*TASK INSTRUCTIONS*
What lines in the following entries hold the word "segment"? Copy each one.

DATA IN THIS EXERCISE section start

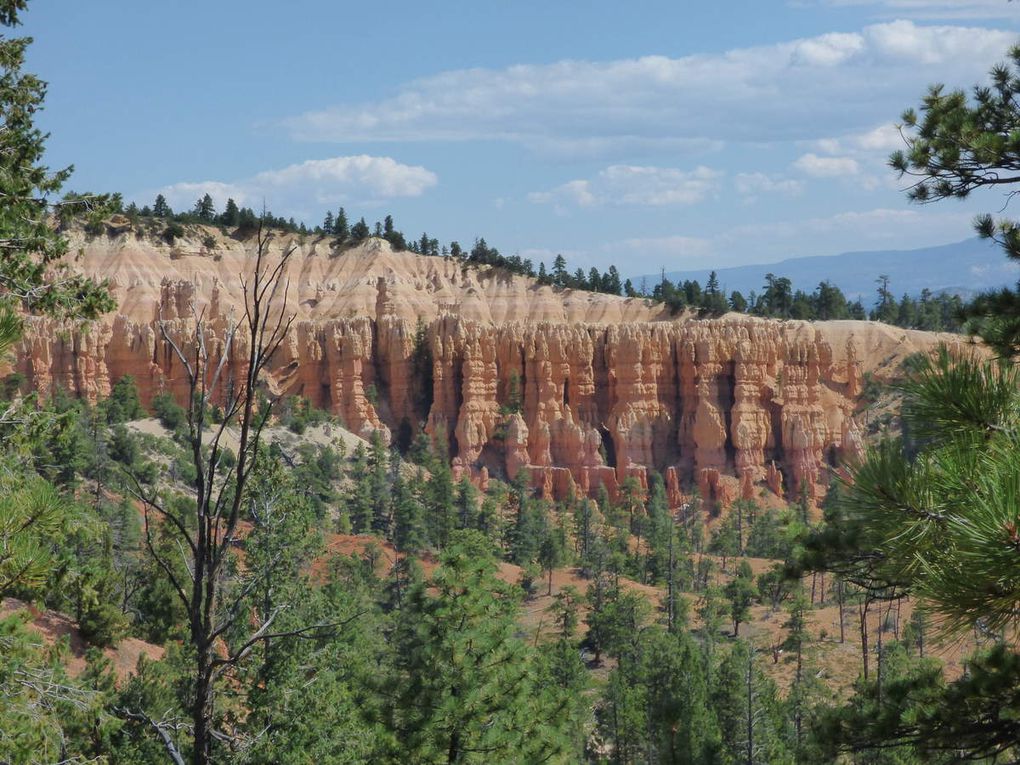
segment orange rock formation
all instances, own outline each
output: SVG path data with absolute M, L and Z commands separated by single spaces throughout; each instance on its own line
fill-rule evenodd
M 16 368 L 31 386 L 96 399 L 132 375 L 144 401 L 183 399 L 160 324 L 186 343 L 199 311 L 214 354 L 243 372 L 246 338 L 225 344 L 250 263 L 240 243 L 73 244 L 120 308 L 86 328 L 29 317 Z M 342 254 L 301 245 L 288 273 L 296 321 L 273 359 L 277 393 L 362 436 L 424 427 L 449 440 L 459 473 L 487 483 L 528 469 L 555 497 L 615 495 L 628 477 L 647 486 L 650 470 L 665 472 L 674 506 L 681 483 L 722 502 L 762 485 L 817 497 L 828 468 L 861 449 L 850 413 L 869 359 L 935 342 L 865 322 L 673 320 L 642 299 L 538 287 L 378 240 Z

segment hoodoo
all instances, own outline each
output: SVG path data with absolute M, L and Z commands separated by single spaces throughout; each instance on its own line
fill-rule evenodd
M 946 339 L 867 322 L 674 318 L 642 298 L 539 286 L 377 239 L 337 251 L 280 236 L 273 256 L 290 246 L 281 307 L 295 322 L 272 362 L 274 393 L 303 396 L 362 435 L 424 428 L 448 439 L 458 470 L 527 468 L 557 497 L 615 495 L 656 470 L 677 497 L 683 483 L 723 502 L 759 486 L 817 498 L 828 468 L 860 450 L 864 374 Z M 72 251 L 78 268 L 110 279 L 118 313 L 81 328 L 30 317 L 16 360 L 27 385 L 96 399 L 131 375 L 144 401 L 183 399 L 163 333 L 183 343 L 202 316 L 224 352 L 243 313 L 248 246 L 122 232 L 73 234 Z M 241 335 L 229 348 L 235 376 L 245 349 Z

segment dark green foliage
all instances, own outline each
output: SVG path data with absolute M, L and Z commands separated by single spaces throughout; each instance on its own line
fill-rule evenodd
M 152 398 L 153 414 L 169 431 L 177 431 L 187 424 L 188 415 L 169 393 L 159 393 Z
M 139 420 L 145 416 L 142 402 L 138 398 L 138 386 L 131 375 L 124 375 L 110 390 L 110 397 L 103 402 L 106 409 L 106 420 L 111 425 L 129 420 Z
M 368 228 L 368 224 L 365 223 L 365 219 L 361 218 L 357 223 L 351 226 L 350 239 L 354 244 L 359 244 L 372 235 L 372 232 Z
M 889 165 L 913 184 L 907 196 L 915 202 L 962 199 L 985 187 L 1020 181 L 1020 46 L 1009 61 L 994 66 L 991 84 L 976 85 L 968 98 L 963 90 L 942 84 L 928 90 L 920 107 L 903 115 L 906 148 L 893 152 Z M 1007 200 L 1008 201 L 1008 200 Z M 1020 226 L 1014 220 L 979 216 L 979 236 L 998 242 L 1011 259 L 1020 259 Z M 1004 356 L 1020 351 L 1020 288 L 982 295 L 967 307 L 968 329 Z
M 789 763 L 785 710 L 775 684 L 755 662 L 754 650 L 737 641 L 714 678 L 712 706 L 722 736 L 723 762 Z
M 298 444 L 296 451 L 299 462 L 291 468 L 294 485 L 310 503 L 315 517 L 323 520 L 340 501 L 335 485 L 343 476 L 343 458 L 336 449 L 322 444 Z
M 237 202 L 233 199 L 228 199 L 227 204 L 223 208 L 223 214 L 220 215 L 219 222 L 224 226 L 234 227 L 238 225 L 241 217 L 241 211 L 237 207 Z
M 432 409 L 433 392 L 432 345 L 429 342 L 428 327 L 421 317 L 414 327 L 414 345 L 411 350 L 411 386 L 415 412 L 424 421 Z
M 163 237 L 167 244 L 173 244 L 177 239 L 184 236 L 184 227 L 180 223 L 172 221 L 166 225 L 160 236 Z
M 737 575 L 729 581 L 723 592 L 730 603 L 730 618 L 733 620 L 733 635 L 736 637 L 740 623 L 746 622 L 750 616 L 755 594 L 754 574 L 746 560 L 740 561 Z
M 708 667 L 685 633 L 648 629 L 610 674 L 596 708 L 599 737 L 614 762 L 721 763 L 722 746 L 708 690 Z
M 346 242 L 351 236 L 351 227 L 347 222 L 347 213 L 342 207 L 337 211 L 336 219 L 333 221 L 332 233 L 340 244 Z
M 156 201 L 152 204 L 152 215 L 154 218 L 169 218 L 173 215 L 170 205 L 166 203 L 166 197 L 162 194 L 156 195 Z
M 375 517 L 371 472 L 368 450 L 358 444 L 354 450 L 354 465 L 351 468 L 351 488 L 347 495 L 347 514 L 355 534 L 367 534 Z
M 17 24 L 23 8 L 24 3 L 8 0 L 0 23 Z M 51 172 L 42 164 L 46 135 L 36 127 L 35 117 L 46 84 L 22 71 L 30 42 L 0 38 L 0 316 L 8 317 L 20 303 L 56 315 L 92 318 L 111 310 L 113 301 L 105 283 L 57 264 L 67 244 L 50 225 L 49 198 L 59 192 L 70 168 Z
M 425 508 L 399 472 L 393 481 L 393 544 L 400 552 L 425 548 Z
M 394 762 L 576 762 L 564 689 L 514 637 L 517 601 L 480 540 L 463 538 L 397 620 L 386 725 Z
M 191 214 L 203 223 L 211 223 L 216 217 L 216 206 L 213 204 L 212 197 L 205 194 L 201 199 L 198 199 Z
M 382 432 L 373 431 L 369 450 L 369 486 L 372 496 L 371 528 L 376 534 L 388 536 L 390 532 L 390 457 L 383 443 Z
M 422 498 L 425 504 L 425 533 L 429 544 L 439 549 L 447 546 L 457 528 L 457 498 L 453 472 L 445 459 L 433 458 L 430 475 Z
M 316 409 L 302 396 L 289 396 L 279 406 L 280 424 L 296 435 L 329 421 L 329 413 Z
M 947 684 L 938 662 L 912 658 L 894 643 L 881 683 L 862 685 L 850 704 L 821 716 L 815 735 L 830 756 L 916 751 L 926 762 L 959 762 L 960 755 L 1011 760 L 1020 741 L 1018 688 L 1020 656 L 1004 645 L 972 658 L 967 672 Z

DATA IN THIS EXERCISE section end

*SOLVED PROBLEM*
segment orange rock formation
segment hoodoo
segment dark green foliage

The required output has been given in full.